EXERCISE AIM: Only lines that contain the word "every" are to be returned from the data below.

━━━━━━

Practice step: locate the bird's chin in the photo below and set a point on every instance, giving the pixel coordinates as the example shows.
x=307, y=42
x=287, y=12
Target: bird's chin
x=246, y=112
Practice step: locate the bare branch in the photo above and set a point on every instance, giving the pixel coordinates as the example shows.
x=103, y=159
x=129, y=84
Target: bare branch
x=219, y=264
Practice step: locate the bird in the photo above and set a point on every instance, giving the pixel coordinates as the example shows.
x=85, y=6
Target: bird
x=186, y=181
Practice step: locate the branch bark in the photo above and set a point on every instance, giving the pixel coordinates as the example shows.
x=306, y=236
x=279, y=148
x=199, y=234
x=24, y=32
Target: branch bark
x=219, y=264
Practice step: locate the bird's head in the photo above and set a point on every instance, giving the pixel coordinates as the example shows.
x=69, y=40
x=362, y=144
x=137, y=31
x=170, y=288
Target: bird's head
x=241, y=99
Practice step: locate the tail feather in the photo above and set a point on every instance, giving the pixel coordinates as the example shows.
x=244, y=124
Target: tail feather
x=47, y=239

━━━━━━

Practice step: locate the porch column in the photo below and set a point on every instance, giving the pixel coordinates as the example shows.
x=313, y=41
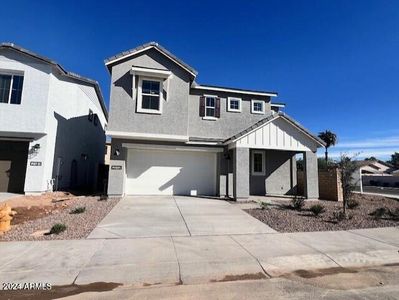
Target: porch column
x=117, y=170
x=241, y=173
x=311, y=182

━━━━━━

SOLUTION TO THE PROBLEM:
Practice step: locate the bird's chin in the photo below and set a point on every instance, giving the pixel coordinates as the example shows.
Practice step: locate the bare branch in the photo above and set a point on every instance, giving the pixel coordinates as the example shows.
Practice step: locate the bird in the photo above and set a point on every instance, giving the pixel coordinates as the example shows.
Practice step: locate the branch bark in the photo above and set a point on every instance, giving the pixel coordinates as the example shows.
Practice step: locate the bird's head in the photo above and set a point on every instance, giving the pixel coordinates as the example shows.
Practice step: locate the tail feather in the photo above and set a point on every instance, giving the pixel coordinates as the example shows.
Practice step: locate the porch column in the photo below and set a point on every instance, giving the pixel coordinates as the example shows.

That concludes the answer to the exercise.